■ What to do:
A. Translate this sentence from the bnx2x patch discussion into French: "As the BCM57810 and other I/O adapters are connected through a PCIe switch, the bnx2x driver causes unexpected system hang/crash while handling PCIe switch errors, if its error handler is called after other drivers' handlers."
B. Carry on the bnx2x patch discussion from the point where it stops.

■ Page extract:
On 8/26/2022 8:44 PM, Jakub Kicinski wrote:
> On Thu, 25 Aug 2022 20:00:29 +0000 Thinh Tran wrote:
>> As the BCM57810 and other I/O adapters are connected
>> through a PCIe switch, the bnx2x driver causes unexpected
>> system hang/crash while handling PCIe switch errors, if
>> its error handler is called after other drivers' handlers.
>>
>> In this case, after numbers of bnx2x_tx_timout(), the
>> bnx2x_nic_unload() is  called, frees up resources and
>> calls bnx2x_napi_disable(). Then when EEH calls its
>> error handler, the bnx2x_io_error_detected() and
>> bnx2x_io_slot_reset() also calling bnx2x_napi_disable()
>> and freeing the resources.
>>
>> This patch will:
>> - reduce the numbers of bnx2x_panic_dump() while in
>>    bnx2x_tx_timeout(), avoid filling up dmesg buffer.
>> - use checking new napi_enable flags to prevent calling
>>    disable again which causing system hangs.
>> - cheking if fp->page_pool already freed avoid system
>>    crash.
> 
>> diff --git a/drivers/net/ethernet/broadcom/bnx2x/bnx2x_cmn.c b/drivers/net/ethernet/broadcom/bnx2x/bnx2x_cmn.c
>> index 712b5595bc39..bb8d91f44642 100644
>> --- a/drivers/net/ethernet/broadcom/bnx2x/bnx2x_cmn.c
>> +++ b/drivers/net/ethernet/broadcom/bnx2x/bnx2x_cmn.c
>> @@ -1860,37 +1860,49 @@ static int bnx2x_setup_irqs(struct bnx2x *bp)
>>   static void bnx2x_napi_enable_cnic(struct bnx2x *bp)
>>   {
>>   	int i;
>> +	if (bp->cnic_napi_enable)
> 
> empty line between variables and code, pls
> 
Will correct it.

>> +		return;
>>   
>>   	for_each_rx_queue_cnic(bp, i) {
>>   		napi_enable(&bnx2x_fp(bp, i, napi));
>>   	}
>> +	bp->cnic_napi_enable = true;
> 
> The concept of not calling napi_enable() / disable()

■ Stored data entries:

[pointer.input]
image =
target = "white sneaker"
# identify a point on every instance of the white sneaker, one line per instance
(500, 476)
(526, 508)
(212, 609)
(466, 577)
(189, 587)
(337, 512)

■ Outputs in order:
A. Comme le BCM57810 et d'autres adaptateurs d'E/S sont connectés par l'intermédiaire d'un commutateur PCIe, le pilote bnx2x provoque un blocage ou un plantage inattendu du système lors du traitement des erreurs du commutateur PCIe, si son gestionnaire d'erreurs est appelé après ceux des autres pilotes.

B.
> feels a little wrong. It's the state of the driver,
> not the NAPI that's the problem so perhaps you could
> a appropriately named bool for that (IDK, maybe
> nic_stopped) and prevent coming into the NAPI handling
> functions completely?
> > Is all other code in the driver on the path in question
> really idempotent?
> 

For the states of the driver, it already has bnx2x_netif_start()
and bnx2x_netif_stop() to handle NAPI functions.
But the bnx2x_nic_load() directly calls bnx2x_napi_enable() and 
_disable() in case of errors, and is being called from various functions 
while the driver in different states.

I will work with the suggestion.


>>   }
>>   
>>   static void bnx2x_napi_enable(struct bnx2x *bp)
>>   {
>>   	int i;
>> +	if (bp->napi_enable)
>> +		return;
>>   
>>   	for_each_eth_queue(bp, i) {
>>   		napi_enable(&bnx2x_fp(bp, i, napi));
>>   	}
>> +	bp->napi_enable = true;
>>   }
>>   
>>   static void bnx2x_napi_disable_cnic(struct bnx2x *bp)
>>   {
>>   	int i;
>> +	if (!bp->cnic_napi_enable)
>> +		return;
>>   
>>   	for_each_rx_queue_cnic(bp, i) {
>>   		napi_disable(&bnx2x_fp(bp, i, napi));
>>   	}
>> +	bp->cnic_napi_enable = false;
>>   }
>>   
>>   static void bnx2x_napi_disable(struct bnx2x *bp)
>>   {
>>   	int i;
>> +	if (!bp->napi_enable)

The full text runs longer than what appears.